Institution Building: Leading OfS registration, NDAPs progression, faculty recruitment and brand positioning — transforming a vision into an operational reality.
Much of this work was delivered through close collaboration with colleagues across the global campuses. I see leadership not as solitary direction, but as aligning people, systems and cultures across borders to achieve a shared purpose.

Outside of your academic and administrative commitments, are there passions or values that keep you grounded?
My leadership has always been deeply informed by a commitment to equality, diversity and inclusion — democratising education to create a level playing field and ensuring graduates are equipped for a volatile, uncertain, complex and ambiguous (VUCA) world.
I’m passionate about the power of interdisciplinary learning to tackle complex societal and business challenges. Innovation happens at the intersections between disciplines, cultures and perspectives.
Beyond the institution, I’m sustained by cultural and intellectual pursuits: engaging with policy debates through Times Higher Education and HEPI, writing, and maintaining deep academic networks.
For me, leadership is rooted in values, community and contributing to a more equitable academic landscape.
What advice would you offer to current students and early-career professionals who aspire to leadership roles in academia or the business education field?
My advice is simple: don’t wait for a title. Leadership begins when you learn to connect strategy, people and values — and use that combination to shape the institutions the future demands.
Build Breadth Early: My leadership readiness came from working across research, teaching, governance and strategy.
Translate Between Worlds: The ability to bridge regulatory, academic and industry contexts is an invaluable asset.
Embrace Change: Whether launching programmes or establishing a campus, comfort with ambiguity is essential.
Champion Inclusion: Leadership without purpose is hollow — EDI has always been central to my work.
The best leaders align strategy, people and values to build institutions that reflect the future they want to see.

**Given data:**
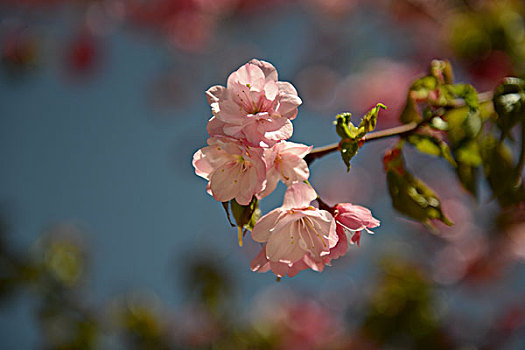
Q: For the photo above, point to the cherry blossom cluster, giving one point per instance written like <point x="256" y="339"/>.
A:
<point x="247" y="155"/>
* * *
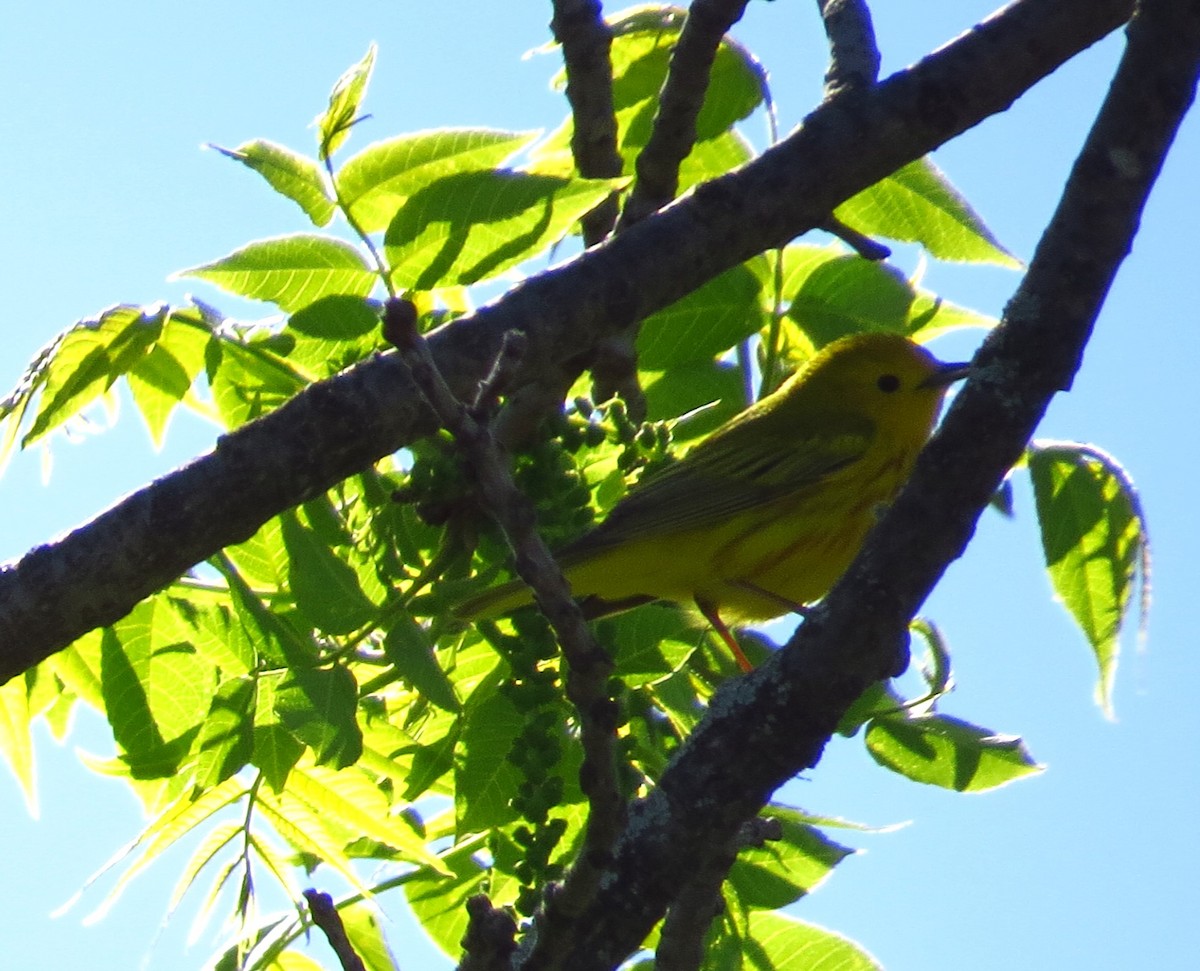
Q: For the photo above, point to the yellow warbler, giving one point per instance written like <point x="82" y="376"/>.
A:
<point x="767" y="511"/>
---
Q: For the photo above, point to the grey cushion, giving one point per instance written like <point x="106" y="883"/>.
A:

**To do:** Reproduce the interview excerpt on academic leadership from above, word for word and in full.

**Solution to this problem:**
Institution Building: Leading OfS registration, NDAPs progression, faculty recruitment and brand positioning — transforming a vision into an operational reality.
Much of this work was delivered through close collaboration with colleagues across the global campuses. I see leadership not as solitary direction, but as aligning people, systems and cultures across borders to achieve a shared purpose.

Outside of your academic and administrative commitments, are there passions or values that keep you grounded?
My leadership has always been deeply informed by a commitment to equality, diversity and inclusion — democratising education to create a level playing field and ensuring graduates are equipped for a volatile, uncertain, complex and ambiguous (VUCA) world.
I’m passionate about the power of interdisciplinary learning to tackle complex societal and business challenges. Innovation happens at the intersections between disciplines, cultures and perspectives.
Beyond the institution, I’m sustained by cultural and intellectual pursuits: engaging with policy debates through Times Higher Education and HEPI, writing, and maintaining deep academic networks.
For me, leadership is rooted in values, community and contributing to a more equitable academic landscape.
What advice would you offer to current students and early-career professionals who aspire to leadership roles in academia or the business education field?
My advice is simple: don’t wait for a title. Leadership begins when you learn to connect strategy, people and values — and use that combination to shape the institutions the future demands.
Build Breadth Early: My leadership readiness came from working across research, teaching, governance and strategy.
Translate Between Worlds: The ability to bridge regulatory, academic and industry contexts is an invaluable asset.
Embrace Change: Whether launching programmes or establishing a campus, comfort with ambiguity is essential.
Champion Inclusion: Leadership without purpose is hollow — EDI has always been central to my work.
The best leaders align strategy, people and values to build institutions that reflect the future they want to see.